_Extrait_

================

J’étais sorti de son bureau confiant dans la capacité des pouvoirs publics à s’emparer de la question.
10 ans plus tard, dans le gris d’un été « pourri », la présidente de la cours de comptes souligne « le manque d’incitation financière adaptées » et « les insuffisances de la politique de contrôle ». Des applaudissements nourris secouent la salle à intervalles réguliers. Tous les participants sont unanimes pour saluer la qualité du travail présenté par les magistrats. C’est le seul petit exploit des pouvoir publics dans ce dossier : avoir réussi à dresser tout le monde contre eux, et à réconcilier, le temps d’une soirée, des parties habituées à s’écharper depuis 10 ans. Qu’a-t-il pu se passer ? Comment expliquer cet échec ?
Les marées vertes sont le résultat d’une eutrophisation des rivières bretonnes. Leurs eaux chargées de nitrates se déversent dans la mer, et viennent nourrir les algues. Dans les baies peu profondes, ou elles peuvent bénéficier de la lumière du soleil, les ulves se développent alors de manière extrêmement rapide.
Il y a 10 ans, les pieds dans les algues, Ollivro et Le Lay, tremblant de colère, pointaient du doigt les responsables des excédents de nitrates : l’agriculture bretonne, et surtout les élevages industriels de porcs. 90% des nitrates trouvées dans les rivières bretonnes sont d’origine agricole.
Les élevages de porcs bretons sont les héritiers des grands plans de l’après-guerre, quand la France mourrait de faim, et qu’il fallait produire en grande quantité. La Bretagne, terre marquée par la misère et la pauvreté, reçoit la mission de nourrir la France, en développant une agriculture intensive, moderne et performante. De grands programmes de développement de l’agriculture sont lancé. L’Etat sort le carnet de chèque, avant que l’Europe ne prenne le relais avec la PAC. Et ça a marché : dans la deuxième moitié du XXème siècle, les volumes produits augmentent continuellement. Les algues vertes sont le produits des excès de ces années d’espoir et de foi dans le progrès.
58% des porcs français sont bretons. Ca fait beaucoup de cochons, plus de 7,6 millions. L’immense majorité de ces animaux sont élevés sur caillebotis, une méthode venue de Hollande. Les porcs vivent sur des croisillons de béton ou de plastiques, sans paille. L’objectif est de laisser passer les déjection des bêtes, qui ainsi restent propres. Recueillies dans de grandes cuves bétonnées, ces déjections sont ensuite répandues sur les champs, où elles servent de fertilisant. Le problème, c’est qu’elles sont chargées d’azote qui, en s’oxydant, se transforme en nitrates. Et comme il y a beaucoup de porcs, il y a beaucoup de lisier, et donc beaucoup de nitrates – trop pour que, dans les champs, les plantes arrivent à tout pomper. Les excédents s’infiltrent dans les sols, et, par ruissellement, rejoignent les rivières. Au moment du lancements des plans algues verts en 2010, le taux moyen de nitrate dans les rivières bretonnes atteignaient les 40 mg/L, avec des pics à 80 milligrammes dans certains cas. De quoi faire la joie des algues vertes.

================

_Données fournies_

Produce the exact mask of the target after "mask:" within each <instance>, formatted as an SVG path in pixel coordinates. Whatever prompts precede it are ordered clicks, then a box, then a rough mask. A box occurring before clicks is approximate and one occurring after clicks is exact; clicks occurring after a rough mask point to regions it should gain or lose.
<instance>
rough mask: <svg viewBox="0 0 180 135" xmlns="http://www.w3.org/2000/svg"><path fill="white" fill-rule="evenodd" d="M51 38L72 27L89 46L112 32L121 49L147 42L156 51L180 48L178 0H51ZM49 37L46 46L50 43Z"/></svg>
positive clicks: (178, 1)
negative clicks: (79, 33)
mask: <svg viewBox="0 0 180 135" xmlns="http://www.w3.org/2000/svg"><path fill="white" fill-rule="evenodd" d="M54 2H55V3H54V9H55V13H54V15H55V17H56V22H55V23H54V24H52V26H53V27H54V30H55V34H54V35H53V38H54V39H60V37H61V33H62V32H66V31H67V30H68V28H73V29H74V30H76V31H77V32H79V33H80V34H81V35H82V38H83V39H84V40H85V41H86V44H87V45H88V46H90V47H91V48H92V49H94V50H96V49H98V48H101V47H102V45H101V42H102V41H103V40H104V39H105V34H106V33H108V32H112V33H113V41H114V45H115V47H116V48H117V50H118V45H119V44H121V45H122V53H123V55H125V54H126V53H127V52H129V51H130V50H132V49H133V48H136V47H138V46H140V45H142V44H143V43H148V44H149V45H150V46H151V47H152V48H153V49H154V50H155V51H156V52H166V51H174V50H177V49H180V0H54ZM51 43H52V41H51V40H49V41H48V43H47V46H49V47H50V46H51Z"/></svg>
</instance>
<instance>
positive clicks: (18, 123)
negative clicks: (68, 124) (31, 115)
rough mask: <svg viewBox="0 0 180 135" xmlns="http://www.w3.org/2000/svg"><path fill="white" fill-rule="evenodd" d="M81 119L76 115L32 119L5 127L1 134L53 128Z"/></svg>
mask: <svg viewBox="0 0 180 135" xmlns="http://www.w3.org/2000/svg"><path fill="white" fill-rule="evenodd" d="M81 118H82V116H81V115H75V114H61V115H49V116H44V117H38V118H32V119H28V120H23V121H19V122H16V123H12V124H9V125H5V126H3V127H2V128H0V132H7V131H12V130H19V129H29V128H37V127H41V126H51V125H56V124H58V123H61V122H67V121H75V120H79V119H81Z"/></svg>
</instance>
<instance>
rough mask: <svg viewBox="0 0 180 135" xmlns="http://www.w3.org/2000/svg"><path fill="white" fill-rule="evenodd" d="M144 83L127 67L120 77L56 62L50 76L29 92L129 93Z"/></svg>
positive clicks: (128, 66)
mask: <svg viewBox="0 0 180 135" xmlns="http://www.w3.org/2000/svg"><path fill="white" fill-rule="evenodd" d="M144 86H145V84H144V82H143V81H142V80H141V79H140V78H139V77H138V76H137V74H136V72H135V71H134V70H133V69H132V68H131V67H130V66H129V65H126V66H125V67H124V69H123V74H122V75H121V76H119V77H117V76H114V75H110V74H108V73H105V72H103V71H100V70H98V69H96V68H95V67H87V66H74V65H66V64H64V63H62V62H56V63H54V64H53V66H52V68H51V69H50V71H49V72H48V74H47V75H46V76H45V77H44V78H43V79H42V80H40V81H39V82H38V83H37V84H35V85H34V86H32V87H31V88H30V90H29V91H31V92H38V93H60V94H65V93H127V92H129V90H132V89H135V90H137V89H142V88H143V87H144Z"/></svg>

================

_Travail à faire_
**A.** D'après le texte sur les marées vertes en Bretagne, quelle proportion des porcs français est élevée en Bretagne ?
**B.** Rédigez la suite du texte sur les marées vertes en Bretagne, à partir de sa dernière phrase.

_Réponses par tâche_
**A.** 58 % des porcs français sont bretons, soit plus de 7,6 millions d'animaux.

**B.**
« Vous savez que la loi nous oblige à cacher nos porcheries pour qu’on ne les voit pas de la route ? Comme si on avait honte de notre existence ». Voilà ce que nous avait soufflé un éleveur de porcs extenué, un matin de novembre 2011. Paroles d’une profession aux aguets, qui a le sentiment d’être cloué au pilori par le tribunal médiatique, qui n’en peut plus d’être désigné coupable quand elle a le sentiment d’être seule à faire des efforts. Les esprits s’échauffent, parfois, sur les plages bretonnes ; on a compté des bousculades, quelques coups de poings même, lorsque les journalistes étaient accusé par des éleveurs à bout de faire trop de gros plans sur les tas d’algues qui parsemaient les plages des Côtes d’Armor. Mais en 2010, les éleveurs que nous avions rencontré avaient compris qu’il leur fallait agir. Ils nous avaient même ouvert les portes de leur exploitations, et raconté leur métier. Et, au fil des jours, nous avions découvert le quotidien d’une profession qui nourrit de plus en plus mal ceux qui la pratiquent. Très endettés, soumis à des cours de la viande et à des lois du marché sur lesquelles ils n’ont pas de prises, les éleveurs étaient prêt à faire de vrais efforts – mais il leur fallait un coup de main.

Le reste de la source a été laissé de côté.